**Written request:** Please report every line below that contains the string "hillside", copying each such line in full. Case counts.

___ Extracted records ___

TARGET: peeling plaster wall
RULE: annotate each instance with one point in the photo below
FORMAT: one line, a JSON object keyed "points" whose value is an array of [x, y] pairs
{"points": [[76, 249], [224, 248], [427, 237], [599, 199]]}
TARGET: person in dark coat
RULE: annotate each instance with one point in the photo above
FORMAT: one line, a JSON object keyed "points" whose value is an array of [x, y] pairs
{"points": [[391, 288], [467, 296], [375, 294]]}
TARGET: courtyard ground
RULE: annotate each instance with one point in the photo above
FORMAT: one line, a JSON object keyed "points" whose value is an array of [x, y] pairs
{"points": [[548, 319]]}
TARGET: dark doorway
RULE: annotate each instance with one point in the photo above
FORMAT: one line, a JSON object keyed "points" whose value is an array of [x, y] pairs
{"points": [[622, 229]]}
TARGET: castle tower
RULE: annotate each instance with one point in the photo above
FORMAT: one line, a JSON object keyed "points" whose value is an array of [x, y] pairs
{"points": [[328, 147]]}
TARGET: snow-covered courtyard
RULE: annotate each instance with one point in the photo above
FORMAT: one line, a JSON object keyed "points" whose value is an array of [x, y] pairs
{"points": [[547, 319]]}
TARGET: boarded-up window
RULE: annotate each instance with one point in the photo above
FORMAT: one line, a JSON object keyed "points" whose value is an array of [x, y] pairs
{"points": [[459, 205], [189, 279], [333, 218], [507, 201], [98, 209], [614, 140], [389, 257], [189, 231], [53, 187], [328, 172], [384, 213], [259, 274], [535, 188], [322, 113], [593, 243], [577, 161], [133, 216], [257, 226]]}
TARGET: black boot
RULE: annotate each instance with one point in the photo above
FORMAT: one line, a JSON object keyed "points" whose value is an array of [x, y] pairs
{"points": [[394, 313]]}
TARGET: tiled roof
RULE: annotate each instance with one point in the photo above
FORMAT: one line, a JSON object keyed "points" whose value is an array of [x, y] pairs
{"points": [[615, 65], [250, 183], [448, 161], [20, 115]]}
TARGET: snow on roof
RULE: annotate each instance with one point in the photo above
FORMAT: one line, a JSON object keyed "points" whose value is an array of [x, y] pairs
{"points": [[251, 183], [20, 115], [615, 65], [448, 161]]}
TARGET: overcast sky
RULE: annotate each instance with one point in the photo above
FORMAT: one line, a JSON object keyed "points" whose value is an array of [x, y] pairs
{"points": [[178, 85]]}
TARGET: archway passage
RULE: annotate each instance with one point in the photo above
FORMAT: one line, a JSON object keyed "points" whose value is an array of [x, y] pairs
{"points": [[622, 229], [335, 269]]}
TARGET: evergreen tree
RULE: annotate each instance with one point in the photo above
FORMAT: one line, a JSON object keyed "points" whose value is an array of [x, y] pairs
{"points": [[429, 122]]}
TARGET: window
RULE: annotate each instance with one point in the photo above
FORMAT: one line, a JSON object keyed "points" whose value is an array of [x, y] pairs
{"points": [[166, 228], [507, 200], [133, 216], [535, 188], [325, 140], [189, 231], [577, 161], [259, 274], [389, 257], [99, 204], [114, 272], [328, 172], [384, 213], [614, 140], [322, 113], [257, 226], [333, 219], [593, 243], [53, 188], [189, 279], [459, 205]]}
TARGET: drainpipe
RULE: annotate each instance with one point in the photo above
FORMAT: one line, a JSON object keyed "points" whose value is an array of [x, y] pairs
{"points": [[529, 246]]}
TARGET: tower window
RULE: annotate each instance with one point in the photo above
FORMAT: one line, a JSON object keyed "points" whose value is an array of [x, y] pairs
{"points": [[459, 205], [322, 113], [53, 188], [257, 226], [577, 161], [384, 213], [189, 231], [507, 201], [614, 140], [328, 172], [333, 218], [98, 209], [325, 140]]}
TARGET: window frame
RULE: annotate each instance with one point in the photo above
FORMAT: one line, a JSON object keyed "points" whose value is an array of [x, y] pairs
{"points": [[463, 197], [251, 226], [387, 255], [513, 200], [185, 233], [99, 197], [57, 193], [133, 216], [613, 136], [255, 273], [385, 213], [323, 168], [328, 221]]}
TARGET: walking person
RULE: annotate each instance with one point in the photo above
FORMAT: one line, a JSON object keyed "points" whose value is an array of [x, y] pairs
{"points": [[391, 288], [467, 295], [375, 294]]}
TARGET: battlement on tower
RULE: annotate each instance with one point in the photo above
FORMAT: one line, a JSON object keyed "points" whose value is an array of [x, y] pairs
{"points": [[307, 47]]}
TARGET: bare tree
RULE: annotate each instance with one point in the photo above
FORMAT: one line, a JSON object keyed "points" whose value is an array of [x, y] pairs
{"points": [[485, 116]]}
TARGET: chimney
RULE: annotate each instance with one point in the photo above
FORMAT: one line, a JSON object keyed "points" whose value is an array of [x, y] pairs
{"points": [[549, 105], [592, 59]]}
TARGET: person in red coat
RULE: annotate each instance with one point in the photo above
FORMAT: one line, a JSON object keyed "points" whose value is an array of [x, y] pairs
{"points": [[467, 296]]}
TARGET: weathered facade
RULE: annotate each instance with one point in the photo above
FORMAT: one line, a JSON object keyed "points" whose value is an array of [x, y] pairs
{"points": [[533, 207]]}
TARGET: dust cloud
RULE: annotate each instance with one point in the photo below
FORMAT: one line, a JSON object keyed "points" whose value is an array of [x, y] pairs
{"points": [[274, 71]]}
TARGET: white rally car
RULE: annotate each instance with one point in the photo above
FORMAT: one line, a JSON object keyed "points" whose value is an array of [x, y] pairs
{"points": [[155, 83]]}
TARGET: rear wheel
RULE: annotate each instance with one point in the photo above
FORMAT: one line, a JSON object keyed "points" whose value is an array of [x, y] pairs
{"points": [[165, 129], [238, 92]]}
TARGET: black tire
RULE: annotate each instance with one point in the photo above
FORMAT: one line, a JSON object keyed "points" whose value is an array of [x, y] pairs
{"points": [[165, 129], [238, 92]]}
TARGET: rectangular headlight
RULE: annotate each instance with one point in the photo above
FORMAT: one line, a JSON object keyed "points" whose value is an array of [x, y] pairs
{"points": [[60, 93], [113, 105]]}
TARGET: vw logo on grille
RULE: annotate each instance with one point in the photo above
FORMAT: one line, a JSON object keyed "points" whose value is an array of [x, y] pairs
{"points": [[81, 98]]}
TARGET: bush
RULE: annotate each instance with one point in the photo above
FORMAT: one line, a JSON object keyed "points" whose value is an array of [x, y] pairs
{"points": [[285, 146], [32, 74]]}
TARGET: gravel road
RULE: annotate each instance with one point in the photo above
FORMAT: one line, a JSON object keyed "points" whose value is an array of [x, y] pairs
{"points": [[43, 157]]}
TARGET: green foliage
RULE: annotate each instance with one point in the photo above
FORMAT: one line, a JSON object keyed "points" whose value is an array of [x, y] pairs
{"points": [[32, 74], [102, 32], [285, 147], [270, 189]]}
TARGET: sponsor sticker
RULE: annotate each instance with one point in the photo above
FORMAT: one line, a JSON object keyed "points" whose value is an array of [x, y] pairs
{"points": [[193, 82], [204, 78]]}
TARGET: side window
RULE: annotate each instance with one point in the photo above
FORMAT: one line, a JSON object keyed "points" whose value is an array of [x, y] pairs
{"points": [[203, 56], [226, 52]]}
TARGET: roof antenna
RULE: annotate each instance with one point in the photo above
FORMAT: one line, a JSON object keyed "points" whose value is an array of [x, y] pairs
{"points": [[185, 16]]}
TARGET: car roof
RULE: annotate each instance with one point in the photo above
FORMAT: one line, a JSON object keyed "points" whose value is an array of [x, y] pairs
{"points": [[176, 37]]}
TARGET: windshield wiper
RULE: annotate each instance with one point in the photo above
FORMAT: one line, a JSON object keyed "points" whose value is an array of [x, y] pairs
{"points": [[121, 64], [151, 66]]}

___
___ Extracted records ___

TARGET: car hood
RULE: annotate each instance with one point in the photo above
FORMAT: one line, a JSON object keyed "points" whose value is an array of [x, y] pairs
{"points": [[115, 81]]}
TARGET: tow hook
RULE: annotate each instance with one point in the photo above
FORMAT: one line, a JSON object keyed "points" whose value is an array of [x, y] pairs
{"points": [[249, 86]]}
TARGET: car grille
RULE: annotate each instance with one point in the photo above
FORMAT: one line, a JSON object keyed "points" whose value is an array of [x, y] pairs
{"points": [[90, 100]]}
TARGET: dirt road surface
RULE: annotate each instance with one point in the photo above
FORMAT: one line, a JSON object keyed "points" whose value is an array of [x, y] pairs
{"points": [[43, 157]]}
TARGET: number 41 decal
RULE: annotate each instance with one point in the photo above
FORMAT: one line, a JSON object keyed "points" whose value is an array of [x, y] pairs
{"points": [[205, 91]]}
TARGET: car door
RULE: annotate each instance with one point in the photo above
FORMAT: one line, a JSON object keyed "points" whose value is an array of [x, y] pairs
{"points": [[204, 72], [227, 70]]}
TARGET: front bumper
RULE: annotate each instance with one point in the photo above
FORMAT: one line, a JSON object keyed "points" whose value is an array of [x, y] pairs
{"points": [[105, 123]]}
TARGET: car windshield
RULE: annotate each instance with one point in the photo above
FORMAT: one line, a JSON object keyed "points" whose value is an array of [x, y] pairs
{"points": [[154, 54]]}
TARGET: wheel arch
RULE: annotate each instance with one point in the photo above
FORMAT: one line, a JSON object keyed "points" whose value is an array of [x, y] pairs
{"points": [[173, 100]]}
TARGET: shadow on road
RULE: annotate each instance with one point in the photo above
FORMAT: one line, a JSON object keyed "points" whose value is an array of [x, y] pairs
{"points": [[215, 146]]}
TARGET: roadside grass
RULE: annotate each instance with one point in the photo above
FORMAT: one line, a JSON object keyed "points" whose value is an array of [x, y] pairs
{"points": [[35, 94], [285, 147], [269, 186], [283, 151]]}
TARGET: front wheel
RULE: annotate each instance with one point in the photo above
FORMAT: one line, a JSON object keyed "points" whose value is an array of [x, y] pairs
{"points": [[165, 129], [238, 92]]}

___
___ Extracted records ___

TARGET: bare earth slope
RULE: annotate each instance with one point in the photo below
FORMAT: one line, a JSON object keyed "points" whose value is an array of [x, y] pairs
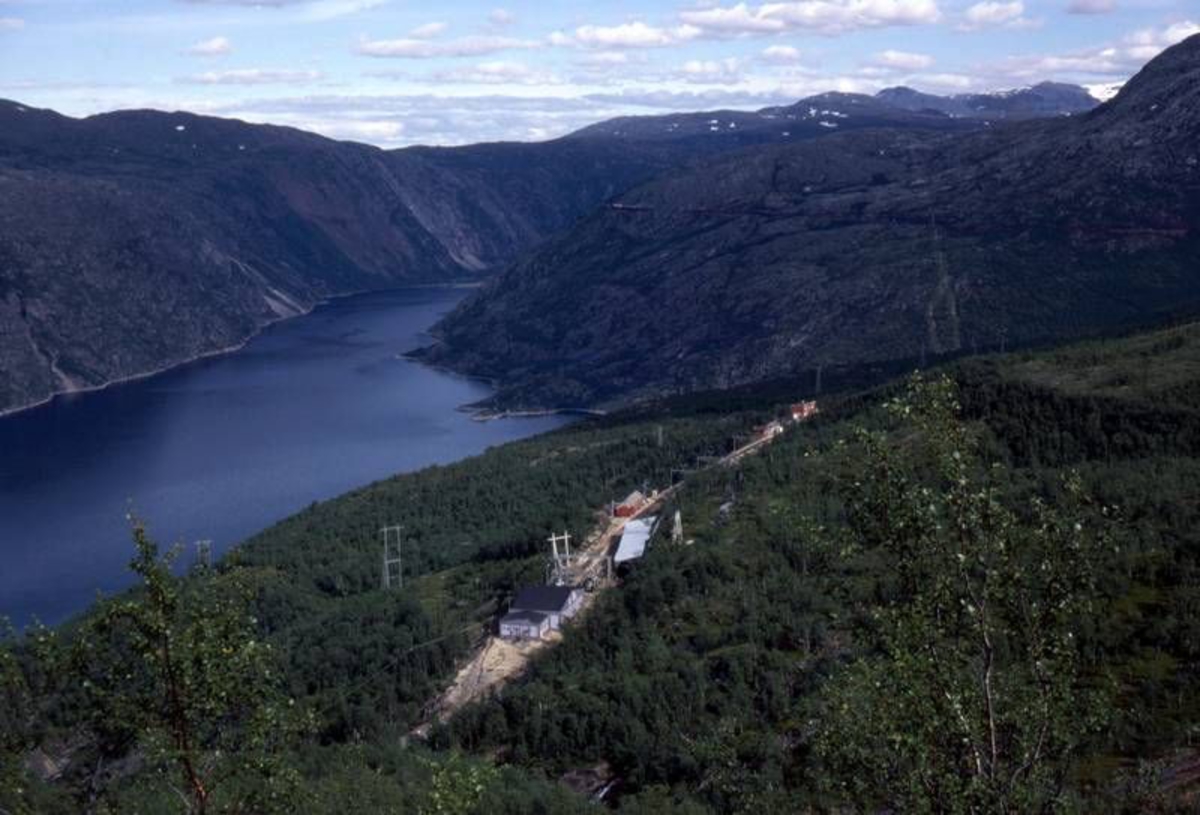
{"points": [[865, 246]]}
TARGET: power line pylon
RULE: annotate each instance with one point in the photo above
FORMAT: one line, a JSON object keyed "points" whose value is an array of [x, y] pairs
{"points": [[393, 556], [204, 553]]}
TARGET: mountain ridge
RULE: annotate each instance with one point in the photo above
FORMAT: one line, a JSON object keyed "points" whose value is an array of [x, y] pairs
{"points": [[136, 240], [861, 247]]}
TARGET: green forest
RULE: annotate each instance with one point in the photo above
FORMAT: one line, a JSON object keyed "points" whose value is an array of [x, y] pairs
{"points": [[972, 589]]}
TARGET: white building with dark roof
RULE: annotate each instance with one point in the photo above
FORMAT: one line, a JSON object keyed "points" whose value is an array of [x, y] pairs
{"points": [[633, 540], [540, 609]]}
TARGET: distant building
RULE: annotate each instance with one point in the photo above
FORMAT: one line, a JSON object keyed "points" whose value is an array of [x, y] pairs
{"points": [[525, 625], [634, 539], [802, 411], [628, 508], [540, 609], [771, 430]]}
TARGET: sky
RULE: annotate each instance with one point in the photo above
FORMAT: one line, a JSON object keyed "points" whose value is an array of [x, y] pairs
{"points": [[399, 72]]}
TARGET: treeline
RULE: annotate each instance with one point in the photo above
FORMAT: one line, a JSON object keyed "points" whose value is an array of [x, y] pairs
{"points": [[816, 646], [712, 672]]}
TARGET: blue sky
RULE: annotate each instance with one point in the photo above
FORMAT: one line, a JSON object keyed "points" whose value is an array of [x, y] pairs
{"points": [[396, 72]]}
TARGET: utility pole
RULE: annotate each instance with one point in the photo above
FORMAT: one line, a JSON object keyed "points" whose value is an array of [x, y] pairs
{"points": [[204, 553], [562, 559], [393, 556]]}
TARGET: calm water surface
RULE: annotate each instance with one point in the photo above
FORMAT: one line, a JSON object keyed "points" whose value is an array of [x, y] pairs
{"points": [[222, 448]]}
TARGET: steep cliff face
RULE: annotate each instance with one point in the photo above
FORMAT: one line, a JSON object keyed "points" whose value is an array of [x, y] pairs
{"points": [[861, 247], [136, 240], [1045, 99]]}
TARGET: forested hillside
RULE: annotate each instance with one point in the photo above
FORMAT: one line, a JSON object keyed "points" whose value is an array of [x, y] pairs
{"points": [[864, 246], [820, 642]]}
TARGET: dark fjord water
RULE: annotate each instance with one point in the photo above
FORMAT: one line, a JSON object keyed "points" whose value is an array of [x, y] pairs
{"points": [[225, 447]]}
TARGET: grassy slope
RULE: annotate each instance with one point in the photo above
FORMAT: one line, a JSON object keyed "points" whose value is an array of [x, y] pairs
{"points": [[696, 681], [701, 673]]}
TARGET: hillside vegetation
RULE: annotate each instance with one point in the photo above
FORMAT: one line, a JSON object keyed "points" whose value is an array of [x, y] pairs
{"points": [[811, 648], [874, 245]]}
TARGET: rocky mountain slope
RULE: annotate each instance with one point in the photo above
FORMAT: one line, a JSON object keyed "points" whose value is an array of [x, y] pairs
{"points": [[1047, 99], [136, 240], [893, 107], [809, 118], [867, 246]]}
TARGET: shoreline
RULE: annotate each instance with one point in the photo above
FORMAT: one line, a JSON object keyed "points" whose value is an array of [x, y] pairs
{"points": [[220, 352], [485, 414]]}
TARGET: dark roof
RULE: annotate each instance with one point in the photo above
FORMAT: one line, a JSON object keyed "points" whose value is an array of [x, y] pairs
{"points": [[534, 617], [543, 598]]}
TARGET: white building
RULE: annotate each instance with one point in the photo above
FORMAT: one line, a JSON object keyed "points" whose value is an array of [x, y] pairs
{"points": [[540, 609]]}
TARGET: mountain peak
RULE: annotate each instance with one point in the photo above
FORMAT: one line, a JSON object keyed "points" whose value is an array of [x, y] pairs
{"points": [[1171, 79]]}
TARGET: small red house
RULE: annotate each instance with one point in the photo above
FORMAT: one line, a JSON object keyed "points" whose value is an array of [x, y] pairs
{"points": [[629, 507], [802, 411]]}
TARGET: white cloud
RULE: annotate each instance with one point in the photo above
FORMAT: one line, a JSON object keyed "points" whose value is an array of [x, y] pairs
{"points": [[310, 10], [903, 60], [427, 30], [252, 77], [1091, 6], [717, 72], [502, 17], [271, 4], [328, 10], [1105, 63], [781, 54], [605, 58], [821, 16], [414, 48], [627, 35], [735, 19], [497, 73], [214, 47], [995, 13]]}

___

**Solution to the problem:**
TARGET: forested hillside
TARGET: hillside vegetation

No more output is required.